::: Record set

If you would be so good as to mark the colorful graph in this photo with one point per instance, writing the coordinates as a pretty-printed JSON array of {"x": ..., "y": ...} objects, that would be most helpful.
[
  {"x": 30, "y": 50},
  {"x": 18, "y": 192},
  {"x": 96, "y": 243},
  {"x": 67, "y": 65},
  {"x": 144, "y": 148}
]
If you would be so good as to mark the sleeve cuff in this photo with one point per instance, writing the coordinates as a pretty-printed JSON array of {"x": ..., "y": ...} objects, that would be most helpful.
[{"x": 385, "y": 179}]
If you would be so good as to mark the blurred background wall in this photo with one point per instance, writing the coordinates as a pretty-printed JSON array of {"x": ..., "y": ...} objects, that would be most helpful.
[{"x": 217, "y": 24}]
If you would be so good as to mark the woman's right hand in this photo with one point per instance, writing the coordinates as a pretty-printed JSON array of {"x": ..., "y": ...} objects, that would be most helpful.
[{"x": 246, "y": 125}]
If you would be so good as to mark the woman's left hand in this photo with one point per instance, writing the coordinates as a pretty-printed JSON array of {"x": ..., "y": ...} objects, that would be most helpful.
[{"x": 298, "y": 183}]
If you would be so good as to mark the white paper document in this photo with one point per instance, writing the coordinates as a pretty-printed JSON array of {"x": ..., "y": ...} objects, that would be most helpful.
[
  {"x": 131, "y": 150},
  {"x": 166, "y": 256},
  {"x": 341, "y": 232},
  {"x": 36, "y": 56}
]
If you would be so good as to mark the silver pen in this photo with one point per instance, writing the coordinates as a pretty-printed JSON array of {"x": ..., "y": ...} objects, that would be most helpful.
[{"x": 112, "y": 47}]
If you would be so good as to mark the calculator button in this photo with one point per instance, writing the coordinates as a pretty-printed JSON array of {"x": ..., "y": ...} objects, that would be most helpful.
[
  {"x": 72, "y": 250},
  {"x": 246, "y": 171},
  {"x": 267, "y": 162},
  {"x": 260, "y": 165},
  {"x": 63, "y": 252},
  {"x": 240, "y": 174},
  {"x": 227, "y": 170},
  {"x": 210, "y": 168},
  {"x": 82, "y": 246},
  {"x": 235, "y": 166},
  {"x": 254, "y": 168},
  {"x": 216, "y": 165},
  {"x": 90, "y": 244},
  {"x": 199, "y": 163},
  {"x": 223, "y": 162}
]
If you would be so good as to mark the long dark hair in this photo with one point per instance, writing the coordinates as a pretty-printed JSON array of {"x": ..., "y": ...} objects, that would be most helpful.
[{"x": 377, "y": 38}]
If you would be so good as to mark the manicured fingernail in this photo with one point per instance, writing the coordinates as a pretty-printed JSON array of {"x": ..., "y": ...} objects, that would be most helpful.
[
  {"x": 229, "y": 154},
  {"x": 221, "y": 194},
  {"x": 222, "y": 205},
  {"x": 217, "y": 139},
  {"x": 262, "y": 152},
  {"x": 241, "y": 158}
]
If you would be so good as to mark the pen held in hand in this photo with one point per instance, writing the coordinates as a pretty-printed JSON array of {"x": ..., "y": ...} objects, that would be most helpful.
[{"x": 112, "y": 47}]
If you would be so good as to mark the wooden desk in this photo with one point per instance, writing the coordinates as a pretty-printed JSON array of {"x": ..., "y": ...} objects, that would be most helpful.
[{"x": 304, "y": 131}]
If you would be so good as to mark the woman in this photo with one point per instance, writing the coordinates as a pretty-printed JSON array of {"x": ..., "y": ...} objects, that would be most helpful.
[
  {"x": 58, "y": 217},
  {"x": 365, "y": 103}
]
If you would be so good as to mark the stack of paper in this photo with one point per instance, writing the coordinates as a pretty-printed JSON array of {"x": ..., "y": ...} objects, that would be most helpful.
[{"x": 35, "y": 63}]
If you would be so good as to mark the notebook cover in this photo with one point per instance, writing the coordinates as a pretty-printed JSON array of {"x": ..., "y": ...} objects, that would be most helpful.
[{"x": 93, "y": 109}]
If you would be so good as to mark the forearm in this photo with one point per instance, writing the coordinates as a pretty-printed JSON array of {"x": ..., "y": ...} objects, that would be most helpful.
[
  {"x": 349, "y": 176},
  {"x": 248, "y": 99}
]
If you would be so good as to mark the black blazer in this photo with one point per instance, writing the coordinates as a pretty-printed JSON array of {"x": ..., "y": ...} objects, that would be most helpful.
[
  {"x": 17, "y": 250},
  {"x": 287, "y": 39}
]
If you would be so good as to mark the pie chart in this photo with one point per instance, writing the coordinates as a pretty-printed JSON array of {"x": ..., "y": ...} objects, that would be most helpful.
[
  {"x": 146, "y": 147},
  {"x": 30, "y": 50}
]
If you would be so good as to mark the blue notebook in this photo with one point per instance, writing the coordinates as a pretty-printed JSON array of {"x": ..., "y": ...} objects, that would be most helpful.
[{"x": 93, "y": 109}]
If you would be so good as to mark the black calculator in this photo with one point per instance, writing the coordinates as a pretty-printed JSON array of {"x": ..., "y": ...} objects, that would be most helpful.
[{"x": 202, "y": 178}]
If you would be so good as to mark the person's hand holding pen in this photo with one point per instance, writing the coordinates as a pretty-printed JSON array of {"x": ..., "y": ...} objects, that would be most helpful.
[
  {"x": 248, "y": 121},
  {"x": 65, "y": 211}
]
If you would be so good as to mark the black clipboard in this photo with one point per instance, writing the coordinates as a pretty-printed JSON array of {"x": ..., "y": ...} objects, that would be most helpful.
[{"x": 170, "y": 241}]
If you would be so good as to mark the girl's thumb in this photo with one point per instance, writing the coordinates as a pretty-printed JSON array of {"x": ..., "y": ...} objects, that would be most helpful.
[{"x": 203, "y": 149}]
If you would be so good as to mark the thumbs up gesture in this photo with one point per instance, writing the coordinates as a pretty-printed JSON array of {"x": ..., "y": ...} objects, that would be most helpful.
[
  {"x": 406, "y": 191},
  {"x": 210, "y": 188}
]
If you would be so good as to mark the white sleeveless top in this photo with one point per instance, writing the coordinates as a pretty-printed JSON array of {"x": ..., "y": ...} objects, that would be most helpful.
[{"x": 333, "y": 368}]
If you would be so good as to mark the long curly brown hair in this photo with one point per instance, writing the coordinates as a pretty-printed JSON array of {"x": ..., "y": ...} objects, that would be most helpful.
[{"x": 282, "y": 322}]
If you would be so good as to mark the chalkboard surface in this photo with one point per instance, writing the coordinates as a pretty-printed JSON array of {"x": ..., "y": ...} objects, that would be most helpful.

::::::

> Job
Give back exactly the lines from the line containing "If you would be so good as to mark the girl's" to the end of the entries, and no other lines.

> Task output
If you would be so good as to mark the girl's thumb in this photo with one point per instance, writing the coordinates as a pretty-printed JSON array of {"x": ..., "y": ...} objects, that would be most helpful.
[{"x": 203, "y": 149}]
If you would be so good as to mark the thumbs up gesture in this photo with one point per instance, writing the coordinates as a pretty-printed JSON array of {"x": ..., "y": ...} objects, that would be most helpful.
[
  {"x": 406, "y": 191},
  {"x": 210, "y": 188}
]
If you would be so good as to mark the white sleeveless top in this photo with one point per instance, writing the coordinates as a pretty-printed JSON array of {"x": ..., "y": ...} objects, that would be most helpful.
[{"x": 333, "y": 368}]
If you would be so good as to mark the long curly brown hair in this photo with one point per instance, writing the coordinates as a pretty-printed JSON array of {"x": ..., "y": ...} objects, that would be most helpful.
[{"x": 282, "y": 322}]
If you would be so good as to mark the chalkboard surface in this photo with one point per instance, writing the coordinates as a pretty-printed JSON array of {"x": ..., "y": ...} objects, that would be most helpful.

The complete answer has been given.